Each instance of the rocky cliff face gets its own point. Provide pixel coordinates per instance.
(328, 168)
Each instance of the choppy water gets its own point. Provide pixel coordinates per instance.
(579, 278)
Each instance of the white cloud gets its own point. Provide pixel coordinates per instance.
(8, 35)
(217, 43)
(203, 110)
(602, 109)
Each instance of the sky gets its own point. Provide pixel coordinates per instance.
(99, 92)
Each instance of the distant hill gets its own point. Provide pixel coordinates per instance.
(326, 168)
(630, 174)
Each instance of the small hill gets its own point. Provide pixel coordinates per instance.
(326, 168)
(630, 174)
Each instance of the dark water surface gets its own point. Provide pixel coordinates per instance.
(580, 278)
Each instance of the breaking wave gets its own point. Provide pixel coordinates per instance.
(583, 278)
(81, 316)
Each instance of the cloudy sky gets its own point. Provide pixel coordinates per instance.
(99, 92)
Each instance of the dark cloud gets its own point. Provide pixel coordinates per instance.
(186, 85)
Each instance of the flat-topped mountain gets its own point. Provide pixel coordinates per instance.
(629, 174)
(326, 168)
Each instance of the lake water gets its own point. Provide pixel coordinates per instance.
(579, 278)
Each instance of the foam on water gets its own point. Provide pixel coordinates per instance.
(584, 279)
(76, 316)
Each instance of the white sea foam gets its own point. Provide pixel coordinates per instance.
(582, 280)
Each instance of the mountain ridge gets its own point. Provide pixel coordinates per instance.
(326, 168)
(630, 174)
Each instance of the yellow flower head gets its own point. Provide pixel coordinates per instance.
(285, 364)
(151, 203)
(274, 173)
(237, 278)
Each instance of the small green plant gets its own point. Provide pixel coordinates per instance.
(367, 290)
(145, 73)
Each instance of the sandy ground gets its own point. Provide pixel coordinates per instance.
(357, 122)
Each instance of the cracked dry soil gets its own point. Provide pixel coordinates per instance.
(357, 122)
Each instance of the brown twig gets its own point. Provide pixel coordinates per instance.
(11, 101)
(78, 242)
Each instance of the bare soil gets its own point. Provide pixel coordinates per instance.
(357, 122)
.....
= EXERCISE AIM =
Repeat the records above exactly.

= COMPLETE ANSWER =
Each instance of the rocky cliff face gets its own point. Provide pixel coordinates per instance.
(328, 168)
Each instance of the choppy water gets its own point. Provide pixel coordinates per instance.
(579, 278)
Each instance of the white cloud gets its own point. Provide pixel coordinates per instance.
(8, 35)
(217, 43)
(203, 110)
(602, 109)
Each instance of the sky gets its own point. Provide pixel coordinates per instance.
(99, 92)
Each instance of the distant hill gets its own point. Provide pixel coordinates per instance.
(326, 168)
(630, 174)
Each instance of the small hill gets its own point. Provide pixel coordinates per instance.
(326, 168)
(630, 174)
Each instance of the dark water surface gets its own point. Provide pixel coordinates per instance.
(580, 278)
Each instance of the breaking wave gets its own point. Provide pixel coordinates per instance.
(583, 278)
(81, 316)
Each instance of the cloudy sky gets its own point. Provide pixel coordinates per instance.
(99, 92)
Each instance of the dark cloud gets its own point. Provide pixel coordinates per instance.
(186, 85)
Each instance of the flat-topped mountain gets its own point. Provide pixel coordinates per instance.
(629, 174)
(326, 168)
Each instance of the lake water gets its own point. Provide pixel coordinates per instance.
(579, 278)
Each instance of the foam on water gets its own point. Provide pixel coordinates per instance.
(584, 279)
(76, 316)
Each instance of the white sea foam gets its own point. Provide pixel coordinates per instance.
(582, 280)
Each instance of the mountain ridge gets its own point. Provide pixel coordinates per instance.
(326, 168)
(630, 174)
Each instance of the yellow flower head gets its own point. Provide pixel coordinates per instance.
(285, 364)
(151, 203)
(274, 173)
(237, 278)
Each instance of the small green plant gets its own point. Provide pixel coordinates per instance.
(367, 290)
(145, 73)
Each instance of the sandy ground gets its own point. Provide pixel coordinates per instance.
(357, 122)
Each instance of the cracked dry soil gets its own point. Provide pixel coordinates per instance.
(357, 122)
Each instance of the brown twig gets its own point. Provide pixel coordinates per instance.
(11, 101)
(78, 242)
Each instance of the bare soil gets its own point. Provide pixel coordinates per instance.
(357, 122)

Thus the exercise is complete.